DOCUMENT EXCERPT
------------------------------------------------------------
With shorter lenses, the difference at close range between f/2.8 (on say the 50/1.8 or the 85/1.8) and f/5.6 is pretty noticeable.


----------



## Scoody (Aug 30, 2018)

Maybe I am old school but I would never consider taking any shot at all with a cellphone at a shoot I am being paid for.  I use my lights, my reflectors, my assistant.  The last thing I want a client to think is that they can whip out their cellphones and take the same photos I do because I used a cellphone.  I make money because they can in no way take a photo on their own that would look anything like what I did.


----------



## Vtec44 (Aug 30, 2018)

I think it depends on the type of mood that you're trying to convey.  Lens compression projects a more formal mood where a bit of lens distortion and perspective exaggeration can be more playful and less formal.  I have never been a fan of lens compression so general I use either my 50 or 85 for portraits.  IMHO, it's all about the mood and message that you're trying to project.
------------------------------------------------------------
(Rows from a dataset)
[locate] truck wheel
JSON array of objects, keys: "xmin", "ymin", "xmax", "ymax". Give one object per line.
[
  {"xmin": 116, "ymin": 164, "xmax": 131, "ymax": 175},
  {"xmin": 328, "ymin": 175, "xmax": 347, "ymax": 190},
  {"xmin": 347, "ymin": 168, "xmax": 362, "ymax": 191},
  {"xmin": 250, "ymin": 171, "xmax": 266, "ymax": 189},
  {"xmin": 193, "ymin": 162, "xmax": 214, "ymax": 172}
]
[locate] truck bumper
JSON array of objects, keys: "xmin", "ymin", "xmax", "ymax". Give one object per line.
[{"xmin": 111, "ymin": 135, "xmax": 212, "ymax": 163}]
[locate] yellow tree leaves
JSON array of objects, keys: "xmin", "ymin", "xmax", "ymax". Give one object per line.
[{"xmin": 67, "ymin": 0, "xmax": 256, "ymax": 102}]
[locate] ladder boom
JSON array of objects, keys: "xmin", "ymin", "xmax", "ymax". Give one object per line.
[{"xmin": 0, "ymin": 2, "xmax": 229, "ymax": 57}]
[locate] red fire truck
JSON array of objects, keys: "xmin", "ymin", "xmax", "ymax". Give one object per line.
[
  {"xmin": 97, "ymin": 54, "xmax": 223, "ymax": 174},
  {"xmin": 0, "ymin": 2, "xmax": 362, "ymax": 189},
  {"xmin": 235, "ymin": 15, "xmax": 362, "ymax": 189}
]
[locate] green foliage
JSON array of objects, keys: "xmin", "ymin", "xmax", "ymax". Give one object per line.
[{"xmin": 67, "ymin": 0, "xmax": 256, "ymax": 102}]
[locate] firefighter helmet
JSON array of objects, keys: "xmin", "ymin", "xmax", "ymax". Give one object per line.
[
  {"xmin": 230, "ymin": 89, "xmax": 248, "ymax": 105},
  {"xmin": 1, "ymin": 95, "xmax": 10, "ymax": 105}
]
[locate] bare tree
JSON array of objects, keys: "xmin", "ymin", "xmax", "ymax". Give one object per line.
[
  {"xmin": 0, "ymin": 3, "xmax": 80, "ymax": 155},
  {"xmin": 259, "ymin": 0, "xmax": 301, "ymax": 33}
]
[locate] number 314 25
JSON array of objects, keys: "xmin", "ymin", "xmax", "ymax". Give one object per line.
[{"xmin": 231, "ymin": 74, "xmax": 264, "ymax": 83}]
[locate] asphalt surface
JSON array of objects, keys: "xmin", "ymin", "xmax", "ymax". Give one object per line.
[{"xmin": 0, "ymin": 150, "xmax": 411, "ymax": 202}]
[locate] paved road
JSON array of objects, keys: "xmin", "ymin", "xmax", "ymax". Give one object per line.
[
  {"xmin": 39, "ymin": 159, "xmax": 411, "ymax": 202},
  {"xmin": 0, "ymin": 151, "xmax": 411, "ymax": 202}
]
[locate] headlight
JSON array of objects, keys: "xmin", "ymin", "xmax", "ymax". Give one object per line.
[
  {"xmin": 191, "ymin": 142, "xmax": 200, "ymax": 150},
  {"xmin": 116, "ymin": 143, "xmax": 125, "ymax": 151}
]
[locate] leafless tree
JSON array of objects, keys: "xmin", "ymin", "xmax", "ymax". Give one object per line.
------------------------------------------------------------
STATED EXERCISE 1
In the forum thread, which two lenses does Vtec44 say they generally use for portraits?
STATED EXERCISE 2
Rewrite the part of the forum thread starting at "## Scoody (Aug" and ending at "Vtec44 (Aug 30, 2018)", replacing "client" with "customer".
STATED EXERCISE 3
Decide whether each statement agrees with the forum thread, and support each answer with the deciding words of the thread.
(a) Scoody says they use lights, reflectors, and an assistant.
(b) Vtec44 says they are a fan of lens compression.
(c) The opening lines say that with shorter lenses the difference at close range between f/2.8 and f/5.6 is barely noticeable.

PROBLEM SOLUTION 1
Vtec44 generally uses either their 50 or their 85.

PROBLEM SOLUTION 2
## Scoody (Aug 30, 2018)

Maybe I am old school but I would never consider taking any shot at all with a cellphone at a shoot I am being paid for.  I use my lights, my reflectors, my assistant.  The last thing I want a customer to think is that they can whip out their cellphones and take the same photos I do because I used a cellphone.  I make money because they can in no way take a photo on their own that would look anything like what I did.


----------



## Vtec44 (Aug 30, 2018)

PROBLEM SOLUTION 3
(a) Yes: "I use my lights, my reflectors, my assistant."
(b) No: "I have never been a fan of lens compression"
(c) No: "the difference at close range between f/2.8 (on say the 50/1.8 or the 85/1.8) and f/5.6 is pretty noticeable."